- _ACTIVITY_
Nothing may be dropped or altered: reproduce all the data.
***** EXTRACTED INFORMATION *****
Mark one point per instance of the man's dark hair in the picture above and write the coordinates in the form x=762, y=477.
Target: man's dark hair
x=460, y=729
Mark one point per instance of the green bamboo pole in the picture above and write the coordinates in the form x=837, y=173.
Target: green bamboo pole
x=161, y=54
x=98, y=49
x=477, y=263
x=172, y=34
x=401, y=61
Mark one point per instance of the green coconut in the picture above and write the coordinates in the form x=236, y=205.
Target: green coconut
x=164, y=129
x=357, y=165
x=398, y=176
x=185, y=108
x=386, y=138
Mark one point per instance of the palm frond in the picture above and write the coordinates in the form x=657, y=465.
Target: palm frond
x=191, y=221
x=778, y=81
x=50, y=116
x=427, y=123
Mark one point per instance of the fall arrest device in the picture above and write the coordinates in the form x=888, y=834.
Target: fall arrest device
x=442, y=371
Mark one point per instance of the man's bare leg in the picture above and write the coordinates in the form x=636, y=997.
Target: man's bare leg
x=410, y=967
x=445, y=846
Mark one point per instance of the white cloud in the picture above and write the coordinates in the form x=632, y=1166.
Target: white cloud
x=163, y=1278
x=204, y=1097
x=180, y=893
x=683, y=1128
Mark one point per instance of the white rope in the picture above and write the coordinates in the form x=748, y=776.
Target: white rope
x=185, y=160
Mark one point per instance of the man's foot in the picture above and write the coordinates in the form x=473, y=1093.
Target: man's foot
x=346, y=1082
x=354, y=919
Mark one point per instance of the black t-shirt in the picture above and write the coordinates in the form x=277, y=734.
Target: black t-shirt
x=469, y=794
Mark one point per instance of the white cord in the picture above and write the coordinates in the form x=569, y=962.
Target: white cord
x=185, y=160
*****
- _TASK ANSWER_
Mark one point per instance of the man's dark hair in the picture above and write the coordinates in the form x=762, y=477.
Target: man's dark hair
x=460, y=729
Mark one point per instance of the green bamboo pole in the picture above and write the coordinates in the form x=837, y=173.
Target: green bamboo pole
x=161, y=54
x=98, y=49
x=477, y=263
x=172, y=34
x=401, y=61
Mark one point per instance of the green coconut in the picture above and write the coordinates in the form x=236, y=205.
Target: green coconut
x=164, y=129
x=357, y=165
x=398, y=176
x=185, y=108
x=386, y=138
Mark one point per instance of the palm frond in the picture above and write the coordinates in the form x=657, y=465.
Target: palm frond
x=191, y=221
x=778, y=81
x=50, y=116
x=427, y=123
Mark one point per instance of the fall arrest device in the picture above and write the coordinates in the form x=888, y=834.
Target: fall arrest device
x=442, y=371
Mark one point per instance of the man's bare leg in the picture above and write the coordinates in the form x=636, y=997.
Target: man's bare leg
x=410, y=967
x=445, y=846
Mark one point per instance of the white cloud in the picture above and write the coordinates in the form x=632, y=1166.
Target: white cloud
x=163, y=1278
x=204, y=1097
x=180, y=893
x=683, y=1128
Mark one point per instance of the white rope in the picture above and write the coordinates in the form x=748, y=776.
Target: white rope
x=185, y=160
Mark one point per instance of the man's foot in the picture above and write the coordinates in the form x=473, y=1093.
Target: man's foot
x=346, y=1082
x=354, y=919
Mark one point per instance of the black t-shirt in the picture above and write the coordinates in the form x=277, y=734.
Target: black t-shirt
x=469, y=794
Mark one point per instance of the white cord in the picture above and write the coordinates in the form x=569, y=962.
Target: white cord
x=185, y=160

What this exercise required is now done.